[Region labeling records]
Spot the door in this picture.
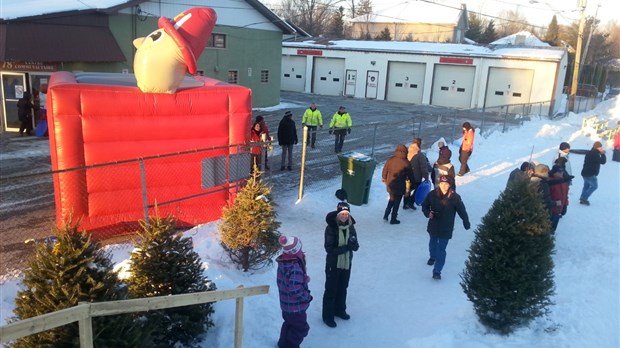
[344,70,357,97]
[386,62,426,104]
[484,68,534,108]
[0,72,28,132]
[366,70,379,99]
[312,57,345,96]
[280,56,306,93]
[431,64,476,109]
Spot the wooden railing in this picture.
[0,285,269,348]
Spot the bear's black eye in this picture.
[149,31,161,41]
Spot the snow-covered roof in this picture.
[491,31,551,47]
[351,1,461,24]
[282,40,565,60]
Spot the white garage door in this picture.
[312,57,344,96]
[280,56,306,92]
[484,68,534,108]
[431,64,476,109]
[386,62,426,104]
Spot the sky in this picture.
[0,0,620,27]
[0,94,620,348]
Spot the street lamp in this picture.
[568,0,586,111]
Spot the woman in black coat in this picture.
[278,111,297,170]
[323,202,360,327]
[422,175,470,279]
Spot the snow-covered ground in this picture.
[0,98,620,348]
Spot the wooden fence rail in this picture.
[0,285,269,348]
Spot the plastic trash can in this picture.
[338,151,377,205]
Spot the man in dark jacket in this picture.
[579,141,607,205]
[278,111,297,170]
[17,91,34,137]
[381,144,414,225]
[323,202,360,327]
[422,175,471,279]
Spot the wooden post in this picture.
[297,126,308,201]
[235,285,243,348]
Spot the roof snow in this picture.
[490,31,551,47]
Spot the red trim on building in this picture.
[439,57,474,65]
[297,50,323,56]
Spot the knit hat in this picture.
[278,235,301,255]
[336,189,348,201]
[549,164,564,176]
[336,202,351,213]
[520,162,534,172]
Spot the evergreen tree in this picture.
[12,219,152,348]
[219,170,280,272]
[461,181,554,334]
[545,15,560,46]
[465,12,483,42]
[128,216,215,347]
[375,27,392,41]
[480,20,498,44]
[327,6,344,38]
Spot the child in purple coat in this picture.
[276,236,312,348]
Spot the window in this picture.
[228,70,239,84]
[207,34,226,48]
[260,70,269,83]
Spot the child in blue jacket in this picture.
[276,236,312,348]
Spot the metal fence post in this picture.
[140,158,149,223]
[370,123,377,157]
[297,126,308,201]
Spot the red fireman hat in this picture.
[158,7,217,74]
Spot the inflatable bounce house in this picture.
[48,8,252,239]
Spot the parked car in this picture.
[577,83,598,98]
[605,88,620,100]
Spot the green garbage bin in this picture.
[338,151,377,205]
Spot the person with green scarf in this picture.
[323,202,360,327]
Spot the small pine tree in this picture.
[12,219,152,348]
[545,15,560,46]
[127,216,215,347]
[461,181,554,334]
[375,27,392,41]
[219,170,280,272]
[480,19,497,44]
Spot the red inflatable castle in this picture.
[48,72,252,238]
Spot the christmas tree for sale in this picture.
[127,216,215,347]
[219,170,280,272]
[12,219,152,348]
[461,181,554,334]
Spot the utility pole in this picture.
[568,0,586,111]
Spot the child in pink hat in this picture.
[276,236,312,348]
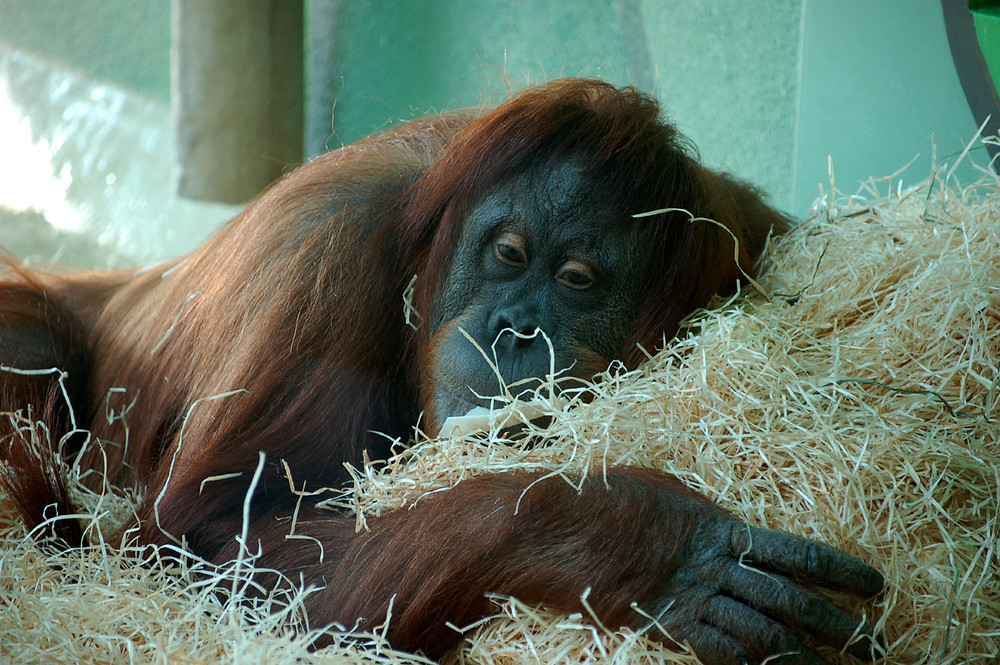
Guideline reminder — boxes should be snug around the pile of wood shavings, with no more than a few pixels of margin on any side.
[0,167,1000,664]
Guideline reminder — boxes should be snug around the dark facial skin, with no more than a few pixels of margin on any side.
[422,161,883,665]
[433,160,644,422]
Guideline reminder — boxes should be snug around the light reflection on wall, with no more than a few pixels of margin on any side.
[0,79,83,231]
[0,45,238,268]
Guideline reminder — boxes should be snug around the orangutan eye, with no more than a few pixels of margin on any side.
[493,233,528,267]
[556,259,597,291]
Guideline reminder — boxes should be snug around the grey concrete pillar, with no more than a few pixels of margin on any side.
[171,0,303,203]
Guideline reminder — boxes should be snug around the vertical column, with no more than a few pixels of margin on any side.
[171,0,303,203]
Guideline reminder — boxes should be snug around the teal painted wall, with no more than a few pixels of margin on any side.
[792,0,989,213]
[0,0,170,101]
[0,0,985,254]
[307,0,628,152]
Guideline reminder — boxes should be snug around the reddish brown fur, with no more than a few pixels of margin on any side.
[0,80,785,655]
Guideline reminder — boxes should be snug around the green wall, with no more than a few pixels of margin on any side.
[0,0,170,101]
[0,0,976,226]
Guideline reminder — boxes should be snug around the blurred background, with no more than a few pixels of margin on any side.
[0,0,996,267]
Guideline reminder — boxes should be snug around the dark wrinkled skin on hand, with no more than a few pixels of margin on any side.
[644,515,884,665]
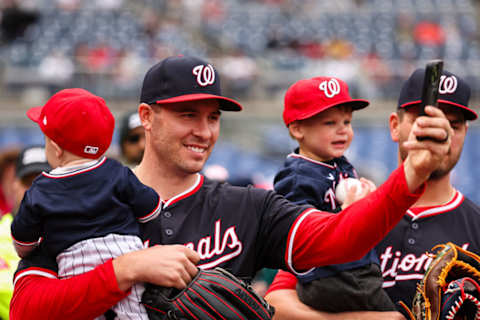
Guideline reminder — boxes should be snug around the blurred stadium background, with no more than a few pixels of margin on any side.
[0,0,480,203]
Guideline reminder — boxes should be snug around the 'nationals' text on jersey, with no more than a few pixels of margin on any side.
[141,175,310,279]
[376,191,480,304]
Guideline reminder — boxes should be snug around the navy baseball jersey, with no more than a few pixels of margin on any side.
[141,175,309,280]
[274,148,378,282]
[274,149,357,212]
[12,157,161,257]
[376,191,480,305]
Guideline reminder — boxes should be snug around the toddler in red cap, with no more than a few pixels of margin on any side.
[12,89,161,319]
[274,77,395,312]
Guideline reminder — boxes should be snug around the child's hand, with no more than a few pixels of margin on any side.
[342,178,377,210]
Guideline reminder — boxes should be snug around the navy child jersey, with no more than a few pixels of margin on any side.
[376,191,480,305]
[274,148,378,282]
[141,174,309,280]
[12,157,161,257]
[274,149,357,212]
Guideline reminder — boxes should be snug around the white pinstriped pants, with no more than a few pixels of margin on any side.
[57,234,148,320]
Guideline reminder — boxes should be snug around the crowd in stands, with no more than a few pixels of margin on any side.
[0,0,480,99]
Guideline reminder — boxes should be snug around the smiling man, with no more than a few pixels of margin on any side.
[10,56,451,319]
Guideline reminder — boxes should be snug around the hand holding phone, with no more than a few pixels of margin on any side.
[417,60,443,141]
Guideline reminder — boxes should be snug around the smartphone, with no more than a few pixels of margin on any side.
[417,60,443,141]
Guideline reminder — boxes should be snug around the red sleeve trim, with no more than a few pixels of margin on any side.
[265,270,298,295]
[10,260,129,320]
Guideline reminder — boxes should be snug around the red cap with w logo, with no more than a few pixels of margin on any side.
[283,77,370,126]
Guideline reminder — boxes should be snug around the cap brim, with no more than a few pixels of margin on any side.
[27,106,43,122]
[16,163,50,179]
[156,93,242,111]
[400,99,478,121]
[297,99,370,120]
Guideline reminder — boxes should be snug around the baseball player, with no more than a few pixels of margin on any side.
[274,77,395,312]
[267,69,480,319]
[10,56,451,319]
[377,69,480,310]
[11,89,161,319]
[119,110,145,168]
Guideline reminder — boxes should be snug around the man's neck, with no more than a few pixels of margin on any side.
[133,155,198,200]
[413,174,455,207]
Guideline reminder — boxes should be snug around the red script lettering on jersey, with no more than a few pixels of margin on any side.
[185,219,243,269]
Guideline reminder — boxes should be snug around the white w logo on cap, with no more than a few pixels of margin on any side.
[193,64,215,87]
[438,75,458,94]
[318,78,340,98]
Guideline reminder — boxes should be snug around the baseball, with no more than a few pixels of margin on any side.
[335,178,362,204]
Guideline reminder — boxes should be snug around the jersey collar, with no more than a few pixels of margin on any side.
[42,157,107,179]
[287,149,337,169]
[163,173,204,208]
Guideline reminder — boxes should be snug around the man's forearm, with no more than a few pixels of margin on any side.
[287,167,423,270]
[10,261,128,320]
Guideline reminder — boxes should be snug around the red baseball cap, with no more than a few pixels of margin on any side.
[27,88,115,159]
[283,77,370,126]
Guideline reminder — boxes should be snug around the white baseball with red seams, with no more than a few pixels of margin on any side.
[335,178,363,204]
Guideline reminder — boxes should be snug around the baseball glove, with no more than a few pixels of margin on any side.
[142,268,274,320]
[403,242,480,320]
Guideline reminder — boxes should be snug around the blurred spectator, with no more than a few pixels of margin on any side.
[38,50,75,95]
[113,49,143,91]
[413,21,445,46]
[0,148,20,216]
[119,110,145,168]
[0,146,50,319]
[87,42,117,73]
[0,0,39,43]
[55,0,82,11]
[218,50,257,98]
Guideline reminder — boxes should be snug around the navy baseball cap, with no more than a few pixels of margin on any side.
[398,69,478,120]
[140,56,242,111]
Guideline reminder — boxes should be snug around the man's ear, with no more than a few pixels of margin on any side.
[138,103,154,130]
[288,121,303,140]
[50,139,64,159]
[388,112,400,142]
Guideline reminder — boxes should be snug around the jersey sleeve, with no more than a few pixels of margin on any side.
[254,190,313,269]
[124,167,162,223]
[274,168,336,211]
[10,260,128,320]
[11,189,42,246]
[285,166,425,274]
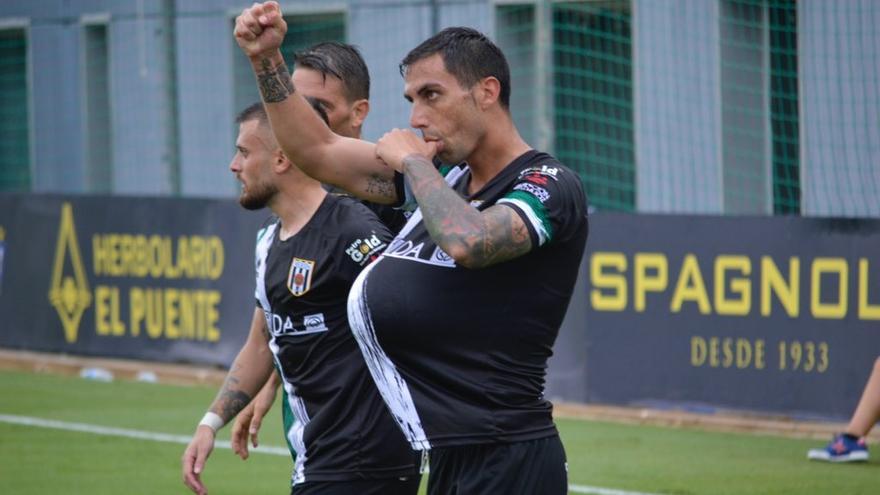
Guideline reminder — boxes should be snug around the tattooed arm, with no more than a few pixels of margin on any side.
[208,308,273,424]
[181,309,273,494]
[403,154,532,268]
[235,2,397,204]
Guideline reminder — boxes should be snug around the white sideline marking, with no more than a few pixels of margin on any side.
[0,414,290,456]
[0,414,657,495]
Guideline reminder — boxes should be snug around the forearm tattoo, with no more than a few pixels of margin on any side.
[257,58,296,103]
[211,364,252,423]
[403,155,531,268]
[366,175,397,200]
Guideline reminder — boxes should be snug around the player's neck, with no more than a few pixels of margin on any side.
[467,117,532,193]
[270,181,327,240]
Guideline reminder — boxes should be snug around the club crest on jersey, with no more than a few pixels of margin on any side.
[287,258,315,297]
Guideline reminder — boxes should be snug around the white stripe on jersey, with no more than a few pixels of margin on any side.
[255,223,309,484]
[496,198,548,246]
[348,257,431,450]
[269,336,309,485]
[348,167,467,451]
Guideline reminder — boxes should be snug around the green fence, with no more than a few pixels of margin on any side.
[0,0,880,216]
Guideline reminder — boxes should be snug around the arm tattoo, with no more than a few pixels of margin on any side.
[403,155,532,268]
[366,175,397,200]
[257,58,296,103]
[211,364,252,423]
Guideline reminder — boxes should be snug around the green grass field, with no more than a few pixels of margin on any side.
[0,371,880,495]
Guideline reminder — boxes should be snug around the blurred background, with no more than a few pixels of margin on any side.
[0,0,880,217]
[0,0,880,418]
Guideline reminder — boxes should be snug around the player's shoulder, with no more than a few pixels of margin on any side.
[257,215,279,242]
[516,150,580,183]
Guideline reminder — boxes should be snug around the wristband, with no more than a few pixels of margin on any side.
[199,411,226,433]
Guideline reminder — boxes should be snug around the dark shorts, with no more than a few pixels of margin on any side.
[290,474,422,495]
[428,435,568,495]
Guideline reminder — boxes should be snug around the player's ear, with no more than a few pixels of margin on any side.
[272,148,293,174]
[475,76,501,110]
[351,99,370,127]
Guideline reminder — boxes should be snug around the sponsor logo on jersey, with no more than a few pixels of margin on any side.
[287,258,315,297]
[385,239,455,268]
[513,182,550,203]
[345,234,386,266]
[266,311,330,337]
[519,165,559,186]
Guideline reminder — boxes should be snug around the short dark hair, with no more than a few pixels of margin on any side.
[400,27,510,108]
[293,41,370,102]
[235,96,330,125]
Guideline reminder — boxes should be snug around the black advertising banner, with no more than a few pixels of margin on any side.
[0,194,267,365]
[576,214,880,417]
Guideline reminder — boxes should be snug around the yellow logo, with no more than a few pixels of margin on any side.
[49,203,92,343]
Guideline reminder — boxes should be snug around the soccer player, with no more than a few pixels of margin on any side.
[232,42,414,459]
[807,357,880,462]
[235,2,588,495]
[182,103,420,495]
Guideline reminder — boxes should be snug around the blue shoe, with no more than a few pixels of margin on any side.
[807,433,868,462]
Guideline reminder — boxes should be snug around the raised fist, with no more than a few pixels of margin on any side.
[234,2,287,58]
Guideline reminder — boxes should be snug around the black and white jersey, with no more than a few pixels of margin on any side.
[348,150,588,450]
[256,194,419,484]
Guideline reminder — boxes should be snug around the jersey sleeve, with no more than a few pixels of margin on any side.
[497,162,587,249]
[334,202,394,280]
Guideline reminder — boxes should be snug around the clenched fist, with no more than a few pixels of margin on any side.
[234,2,287,59]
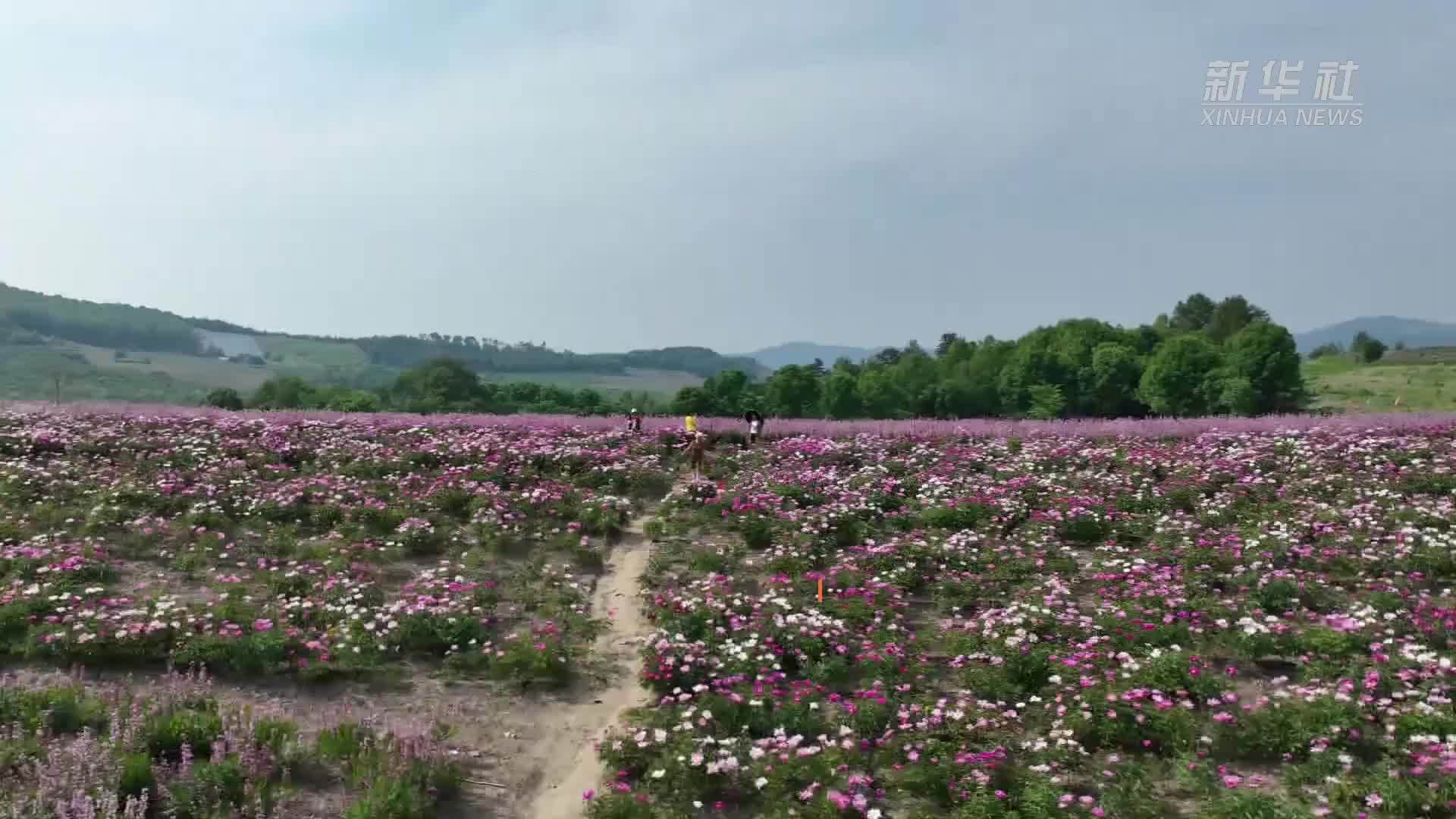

Directions for this task = Turn the lines into a numbered list, from the first line through the line that contains "[149,31,161,41]", with both ends included and any blank lines dropped. Omit the pictures from the list.

Task solution =
1. Spot the door in this picture.
2. [344,70,357,97]
3. [386,62,426,104]
4. [484,68,534,108]
5. [0,72,28,132]
6. [366,70,379,99]
7. [312,57,345,96]
8. [280,56,306,93]
9. [431,64,476,109]
10. Spot the wooden railing in this picture.
11. [0,285,269,348]
12. Spot the bear's black eye in this picture.
13. [149,31,161,41]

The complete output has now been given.